● **Source material**:
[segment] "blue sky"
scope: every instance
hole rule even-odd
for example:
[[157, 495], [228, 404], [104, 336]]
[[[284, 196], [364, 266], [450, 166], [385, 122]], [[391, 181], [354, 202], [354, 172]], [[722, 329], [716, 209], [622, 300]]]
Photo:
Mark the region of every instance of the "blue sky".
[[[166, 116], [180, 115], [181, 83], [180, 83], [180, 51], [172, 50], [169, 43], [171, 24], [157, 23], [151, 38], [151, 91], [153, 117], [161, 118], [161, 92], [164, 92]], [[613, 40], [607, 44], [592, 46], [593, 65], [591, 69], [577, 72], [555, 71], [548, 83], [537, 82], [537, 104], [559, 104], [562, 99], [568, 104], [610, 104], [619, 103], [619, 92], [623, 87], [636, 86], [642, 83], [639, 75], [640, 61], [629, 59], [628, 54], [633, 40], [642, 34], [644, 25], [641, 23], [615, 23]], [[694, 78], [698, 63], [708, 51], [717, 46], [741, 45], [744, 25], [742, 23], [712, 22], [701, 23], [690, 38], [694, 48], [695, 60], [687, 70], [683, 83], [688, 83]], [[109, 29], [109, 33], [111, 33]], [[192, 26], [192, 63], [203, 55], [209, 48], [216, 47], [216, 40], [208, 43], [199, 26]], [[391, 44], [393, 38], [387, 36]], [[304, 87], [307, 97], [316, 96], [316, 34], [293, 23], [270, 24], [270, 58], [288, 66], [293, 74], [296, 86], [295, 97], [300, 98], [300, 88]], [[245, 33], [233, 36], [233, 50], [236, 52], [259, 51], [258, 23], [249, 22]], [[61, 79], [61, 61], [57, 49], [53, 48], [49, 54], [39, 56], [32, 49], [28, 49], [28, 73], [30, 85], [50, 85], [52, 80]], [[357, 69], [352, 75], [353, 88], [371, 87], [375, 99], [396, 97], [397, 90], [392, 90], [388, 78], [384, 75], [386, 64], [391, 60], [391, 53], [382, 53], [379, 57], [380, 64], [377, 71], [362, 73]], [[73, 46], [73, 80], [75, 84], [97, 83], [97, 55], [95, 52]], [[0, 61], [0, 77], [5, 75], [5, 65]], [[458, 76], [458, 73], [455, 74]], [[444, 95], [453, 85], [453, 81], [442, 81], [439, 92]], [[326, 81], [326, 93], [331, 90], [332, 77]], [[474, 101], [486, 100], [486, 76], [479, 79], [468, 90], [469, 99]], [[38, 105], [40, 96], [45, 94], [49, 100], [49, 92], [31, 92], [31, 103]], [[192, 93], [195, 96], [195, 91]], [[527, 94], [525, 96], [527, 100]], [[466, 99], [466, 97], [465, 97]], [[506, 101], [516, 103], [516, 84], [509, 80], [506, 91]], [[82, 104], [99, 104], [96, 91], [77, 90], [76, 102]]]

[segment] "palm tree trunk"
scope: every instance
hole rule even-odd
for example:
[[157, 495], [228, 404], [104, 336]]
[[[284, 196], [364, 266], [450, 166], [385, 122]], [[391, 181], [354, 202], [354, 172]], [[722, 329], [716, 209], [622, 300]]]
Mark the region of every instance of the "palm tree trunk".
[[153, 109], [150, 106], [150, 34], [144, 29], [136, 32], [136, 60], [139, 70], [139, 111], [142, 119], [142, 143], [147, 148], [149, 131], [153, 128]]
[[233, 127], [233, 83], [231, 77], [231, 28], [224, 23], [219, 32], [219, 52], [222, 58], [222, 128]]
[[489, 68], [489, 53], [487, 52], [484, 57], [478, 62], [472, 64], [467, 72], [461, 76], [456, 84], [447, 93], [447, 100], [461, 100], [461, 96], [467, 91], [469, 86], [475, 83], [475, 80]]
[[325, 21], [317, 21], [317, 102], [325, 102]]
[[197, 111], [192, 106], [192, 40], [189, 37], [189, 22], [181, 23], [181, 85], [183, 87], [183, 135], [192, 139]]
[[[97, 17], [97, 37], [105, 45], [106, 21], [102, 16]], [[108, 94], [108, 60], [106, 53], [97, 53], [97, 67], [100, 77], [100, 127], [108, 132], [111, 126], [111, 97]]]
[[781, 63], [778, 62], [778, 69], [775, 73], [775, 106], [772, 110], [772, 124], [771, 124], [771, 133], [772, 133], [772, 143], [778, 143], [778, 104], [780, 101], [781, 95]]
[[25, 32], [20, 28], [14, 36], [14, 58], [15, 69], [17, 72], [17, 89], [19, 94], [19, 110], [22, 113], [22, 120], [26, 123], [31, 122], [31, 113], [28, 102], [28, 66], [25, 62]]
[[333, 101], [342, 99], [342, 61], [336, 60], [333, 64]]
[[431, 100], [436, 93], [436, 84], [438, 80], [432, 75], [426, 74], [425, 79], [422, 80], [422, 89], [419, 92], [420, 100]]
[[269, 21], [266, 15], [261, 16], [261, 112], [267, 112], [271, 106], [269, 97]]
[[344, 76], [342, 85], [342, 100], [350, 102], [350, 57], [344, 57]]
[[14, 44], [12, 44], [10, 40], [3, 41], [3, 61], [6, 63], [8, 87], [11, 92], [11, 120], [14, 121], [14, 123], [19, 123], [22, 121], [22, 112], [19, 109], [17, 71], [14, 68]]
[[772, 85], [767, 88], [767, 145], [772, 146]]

● **Given task**: Repeat every line of the records above exactly.

● **The answer**:
[segment] "blue sky"
scope: every instance
hole rule even-odd
for example:
[[157, 495], [228, 404], [104, 336]]
[[[284, 196], [364, 266], [450, 166], [385, 122]], [[391, 181], [354, 202], [354, 172]], [[722, 329], [716, 209], [622, 300]]]
Photo:
Mark the region of every instance of the "blue sky".
[[[166, 116], [180, 115], [181, 83], [180, 83], [180, 51], [172, 50], [169, 43], [171, 24], [157, 23], [151, 38], [151, 91], [153, 117], [161, 118], [161, 92], [164, 92]], [[613, 40], [607, 44], [592, 46], [593, 65], [591, 69], [577, 72], [555, 71], [548, 83], [537, 82], [537, 104], [559, 104], [562, 99], [568, 104], [610, 104], [619, 103], [619, 92], [623, 87], [636, 86], [642, 83], [639, 75], [640, 61], [629, 59], [628, 54], [633, 40], [642, 34], [644, 25], [641, 23], [615, 23]], [[694, 78], [698, 63], [708, 51], [717, 46], [741, 45], [744, 25], [742, 23], [712, 22], [701, 23], [690, 38], [694, 48], [695, 60], [687, 70], [683, 83], [688, 83]], [[109, 29], [109, 33], [111, 33]], [[192, 26], [192, 63], [203, 55], [209, 48], [216, 47], [216, 40], [208, 43], [199, 26]], [[391, 44], [393, 38], [387, 36]], [[304, 87], [307, 97], [316, 96], [316, 34], [293, 23], [270, 24], [270, 58], [288, 66], [293, 74], [296, 86], [295, 97], [300, 98], [300, 88]], [[245, 33], [233, 36], [233, 50], [236, 52], [259, 51], [258, 23], [249, 22]], [[61, 79], [61, 61], [57, 49], [53, 48], [49, 54], [39, 56], [32, 49], [28, 49], [28, 73], [30, 85], [50, 85], [52, 80]], [[357, 69], [352, 75], [353, 88], [371, 87], [375, 99], [396, 97], [397, 90], [392, 90], [388, 78], [384, 75], [386, 64], [391, 60], [391, 53], [382, 53], [379, 57], [380, 64], [377, 71], [362, 73]], [[73, 46], [73, 80], [75, 84], [97, 83], [97, 55], [95, 52]], [[0, 61], [0, 77], [5, 75], [5, 65]], [[458, 76], [458, 73], [455, 74]], [[444, 95], [453, 85], [453, 81], [442, 81], [439, 92]], [[326, 81], [326, 93], [331, 90], [332, 77]], [[474, 101], [486, 100], [486, 76], [479, 79], [468, 90], [469, 99]], [[38, 105], [40, 96], [45, 94], [49, 100], [49, 92], [31, 92], [31, 103]], [[192, 93], [195, 96], [195, 91]], [[527, 94], [525, 96], [527, 100]], [[466, 99], [466, 97], [465, 97]], [[506, 101], [516, 103], [516, 84], [509, 80], [506, 91]], [[82, 104], [99, 104], [96, 91], [77, 90], [76, 102]]]

[segment] "palm tree trunk"
scope: every instance
hole rule even-odd
for example:
[[157, 495], [228, 404], [104, 336]]
[[[284, 196], [364, 266], [450, 166], [385, 122]], [[391, 181], [354, 202], [354, 172]], [[722, 329], [716, 209], [622, 300]]]
Mark the region of every instance of the "palm tree trunk".
[[153, 109], [150, 106], [150, 34], [144, 29], [136, 32], [136, 60], [139, 70], [139, 111], [142, 119], [142, 143], [147, 148], [149, 131], [153, 128]]
[[233, 127], [233, 83], [231, 77], [231, 28], [224, 23], [219, 32], [219, 52], [222, 58], [222, 128]]
[[489, 68], [489, 53], [487, 52], [484, 57], [478, 62], [472, 64], [467, 72], [461, 76], [456, 84], [447, 93], [447, 100], [461, 100], [461, 96], [467, 91], [469, 86], [475, 83], [475, 80]]
[[325, 21], [317, 21], [317, 102], [325, 102]]
[[197, 111], [192, 106], [192, 40], [189, 37], [189, 22], [181, 23], [181, 85], [183, 87], [183, 135], [192, 139]]
[[[97, 17], [97, 37], [105, 45], [106, 21], [102, 16]], [[108, 94], [108, 60], [106, 53], [97, 53], [97, 67], [100, 77], [100, 127], [108, 132], [111, 126], [111, 97]]]
[[781, 63], [778, 62], [778, 69], [775, 73], [775, 106], [772, 110], [772, 124], [771, 124], [771, 133], [772, 133], [772, 143], [778, 143], [778, 104], [780, 101], [781, 95]]
[[25, 32], [20, 28], [14, 36], [14, 58], [15, 69], [17, 72], [17, 89], [19, 94], [19, 110], [22, 113], [22, 120], [26, 123], [31, 122], [31, 113], [28, 102], [28, 66], [25, 62]]
[[333, 101], [342, 99], [342, 61], [336, 60], [333, 64]]
[[431, 100], [436, 93], [436, 84], [438, 80], [432, 75], [426, 74], [425, 79], [422, 80], [422, 89], [419, 92], [420, 100]]
[[269, 21], [266, 15], [261, 16], [261, 112], [267, 112], [271, 106], [269, 97]]
[[344, 76], [342, 85], [342, 100], [350, 102], [350, 57], [344, 57]]
[[14, 44], [12, 44], [10, 40], [3, 41], [3, 61], [6, 63], [8, 87], [11, 92], [11, 120], [14, 121], [14, 123], [19, 123], [22, 121], [22, 112], [19, 109], [17, 71], [14, 68]]
[[772, 85], [767, 88], [767, 145], [772, 146]]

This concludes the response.